§ **EXERCISE REQUIREMENTS**
Reproduce every one of the rows below verbatim, with no changes.

Collected data entries:

▼

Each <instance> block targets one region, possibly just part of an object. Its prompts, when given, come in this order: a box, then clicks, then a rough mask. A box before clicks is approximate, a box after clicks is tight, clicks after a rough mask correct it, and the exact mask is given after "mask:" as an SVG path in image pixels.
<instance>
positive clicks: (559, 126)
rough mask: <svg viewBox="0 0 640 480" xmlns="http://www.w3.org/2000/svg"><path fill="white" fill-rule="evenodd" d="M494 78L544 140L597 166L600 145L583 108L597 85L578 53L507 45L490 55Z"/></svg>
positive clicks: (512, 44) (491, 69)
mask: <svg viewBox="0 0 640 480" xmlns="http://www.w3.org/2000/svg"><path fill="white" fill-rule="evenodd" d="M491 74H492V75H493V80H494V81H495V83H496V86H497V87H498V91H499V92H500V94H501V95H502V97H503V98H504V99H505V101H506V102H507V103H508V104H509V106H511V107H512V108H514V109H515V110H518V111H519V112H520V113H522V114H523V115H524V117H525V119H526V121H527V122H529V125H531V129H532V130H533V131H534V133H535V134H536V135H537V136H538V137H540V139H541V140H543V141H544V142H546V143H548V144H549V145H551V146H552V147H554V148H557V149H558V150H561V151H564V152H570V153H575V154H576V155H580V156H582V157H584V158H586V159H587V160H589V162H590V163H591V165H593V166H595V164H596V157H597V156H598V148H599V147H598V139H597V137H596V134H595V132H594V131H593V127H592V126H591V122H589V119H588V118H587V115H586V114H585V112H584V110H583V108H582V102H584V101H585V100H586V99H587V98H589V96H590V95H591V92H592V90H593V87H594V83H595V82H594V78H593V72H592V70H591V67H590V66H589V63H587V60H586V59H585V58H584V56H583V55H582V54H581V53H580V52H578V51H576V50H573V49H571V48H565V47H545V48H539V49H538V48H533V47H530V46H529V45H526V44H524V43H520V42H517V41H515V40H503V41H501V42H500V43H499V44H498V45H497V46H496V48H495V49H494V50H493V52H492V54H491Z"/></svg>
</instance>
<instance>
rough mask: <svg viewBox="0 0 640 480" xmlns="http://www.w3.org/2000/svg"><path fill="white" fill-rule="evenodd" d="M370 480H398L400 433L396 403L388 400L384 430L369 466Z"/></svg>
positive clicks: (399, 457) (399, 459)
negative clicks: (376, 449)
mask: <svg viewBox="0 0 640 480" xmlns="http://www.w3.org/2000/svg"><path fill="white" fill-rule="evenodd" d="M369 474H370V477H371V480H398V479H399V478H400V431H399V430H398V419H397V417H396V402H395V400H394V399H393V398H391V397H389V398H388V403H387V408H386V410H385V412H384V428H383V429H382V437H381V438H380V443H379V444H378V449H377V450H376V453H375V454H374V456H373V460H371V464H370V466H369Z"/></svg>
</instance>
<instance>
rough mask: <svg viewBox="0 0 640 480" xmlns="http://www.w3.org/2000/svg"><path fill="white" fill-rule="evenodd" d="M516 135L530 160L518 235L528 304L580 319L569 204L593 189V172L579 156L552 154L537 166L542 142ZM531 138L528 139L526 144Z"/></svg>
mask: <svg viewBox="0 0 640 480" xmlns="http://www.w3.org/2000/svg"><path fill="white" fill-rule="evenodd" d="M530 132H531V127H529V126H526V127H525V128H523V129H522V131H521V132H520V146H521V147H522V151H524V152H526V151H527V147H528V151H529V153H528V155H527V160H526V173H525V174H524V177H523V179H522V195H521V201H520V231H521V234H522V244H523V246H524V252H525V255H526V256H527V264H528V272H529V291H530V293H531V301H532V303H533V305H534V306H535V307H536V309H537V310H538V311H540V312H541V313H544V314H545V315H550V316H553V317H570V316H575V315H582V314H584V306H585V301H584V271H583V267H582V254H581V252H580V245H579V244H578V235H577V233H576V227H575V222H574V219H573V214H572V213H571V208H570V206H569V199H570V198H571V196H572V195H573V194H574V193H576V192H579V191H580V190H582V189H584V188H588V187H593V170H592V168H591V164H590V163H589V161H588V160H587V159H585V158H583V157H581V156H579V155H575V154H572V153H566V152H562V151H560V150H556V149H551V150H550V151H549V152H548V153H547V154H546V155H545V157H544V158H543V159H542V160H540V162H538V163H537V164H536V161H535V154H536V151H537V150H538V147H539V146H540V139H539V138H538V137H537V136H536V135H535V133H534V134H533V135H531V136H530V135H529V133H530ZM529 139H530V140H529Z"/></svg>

▲

§ **ANSWER BOX**
Each <instance> block targets one region, possibly just part of an object. Its prompts, when given, come in this order: a box, then clicks, then a rough mask. A box before clicks is approximate, a box after clicks is tight, clicks after a rough mask correct it, and the exact mask is given after "mask:" as an SVG path in image pixels.
<instance>
positive clicks: (559, 126)
rough mask: <svg viewBox="0 0 640 480" xmlns="http://www.w3.org/2000/svg"><path fill="white" fill-rule="evenodd" d="M494 78L544 140L597 166L600 145L583 108L597 85L578 53L507 45L490 55Z"/></svg>
positive clicks: (512, 44) (491, 69)
mask: <svg viewBox="0 0 640 480" xmlns="http://www.w3.org/2000/svg"><path fill="white" fill-rule="evenodd" d="M491 74H492V75H493V80H494V81H495V83H496V86H497V87H498V91H499V92H500V94H501V95H502V97H503V98H504V99H505V101H506V102H507V103H508V104H509V106H511V107H512V108H514V109H515V110H518V111H519V112H520V113H522V114H523V115H524V117H525V119H526V121H527V122H529V125H531V129H532V130H533V131H534V133H535V134H536V135H537V136H538V137H540V139H541V140H543V141H544V142H546V143H548V144H549V145H551V146H552V147H554V148H557V149H558V150H561V151H564V152H570V153H575V154H576V155H580V156H582V157H584V158H586V159H587V160H589V162H590V163H591V165H593V166H595V164H596V157H597V156H598V148H599V147H598V139H597V137H596V134H595V132H594V131H593V127H592V126H591V122H589V119H588V118H587V115H586V114H585V112H584V110H583V108H582V102H584V101H585V100H586V99H587V98H589V96H590V95H591V92H592V90H593V87H594V83H595V82H594V78H593V72H592V70H591V67H590V66H589V63H587V60H586V59H585V58H584V56H583V55H582V54H581V53H580V52H578V51H576V50H573V49H571V48H565V47H545V48H539V49H538V48H533V47H530V46H529V45H526V44H524V43H520V42H517V41H515V40H503V41H501V42H500V43H499V44H498V45H497V46H496V48H495V49H494V50H493V52H492V54H491Z"/></svg>
</instance>
<instance>
rough mask: <svg viewBox="0 0 640 480" xmlns="http://www.w3.org/2000/svg"><path fill="white" fill-rule="evenodd" d="M370 480H398L400 433L396 403L388 400L384 430L369 466Z"/></svg>
positive clicks: (399, 457) (399, 459)
negative clicks: (376, 449)
mask: <svg viewBox="0 0 640 480" xmlns="http://www.w3.org/2000/svg"><path fill="white" fill-rule="evenodd" d="M369 474H370V477H371V480H398V479H399V478H400V431H399V430H398V419H397V417H396V402H395V400H394V399H393V398H391V397H389V398H388V403H387V408H386V410H385V412H384V428H383V429H382V437H381V438H380V443H379V444H378V449H377V450H376V453H375V454H374V456H373V460H371V464H370V466H369Z"/></svg>
</instance>
<instance>
rough mask: <svg viewBox="0 0 640 480" xmlns="http://www.w3.org/2000/svg"><path fill="white" fill-rule="evenodd" d="M516 135L530 160L518 235L528 304L580 319L569 204L593 189V172L579 156L552 154L537 166L542 142ZM531 138L528 139L526 144Z"/></svg>
mask: <svg viewBox="0 0 640 480" xmlns="http://www.w3.org/2000/svg"><path fill="white" fill-rule="evenodd" d="M530 132H531V127H529V126H526V127H525V128H523V129H522V131H521V132H520V146H521V147H522V151H524V152H526V151H527V147H528V151H529V153H528V155H527V160H526V173H525V174H524V177H523V179H522V195H521V201H520V231H521V234H522V244H523V246H524V252H525V255H526V256H527V264H528V272H529V291H530V293H531V301H532V303H533V305H534V306H535V307H536V309H537V310H538V311H540V312H541V313H544V314H545V315H550V316H553V317H570V316H575V315H582V314H584V306H585V301H584V271H583V267H582V254H581V252H580V245H579V244H578V235H577V233H576V227H575V222H574V219H573V214H572V213H571V208H570V206H569V199H570V198H571V196H572V195H573V194H574V193H576V192H579V191H580V190H582V189H584V188H588V187H593V170H592V168H591V164H590V163H589V161H588V160H587V159H585V158H583V157H581V156H579V155H575V154H572V153H566V152H562V151H560V150H556V149H551V150H550V151H549V152H548V153H547V154H546V155H545V157H544V158H543V159H542V160H540V162H538V163H537V164H536V161H535V154H536V151H537V150H538V147H539V146H540V139H539V138H538V137H537V136H536V135H535V133H534V134H533V135H531V136H530V135H529V133H530ZM529 139H530V140H529Z"/></svg>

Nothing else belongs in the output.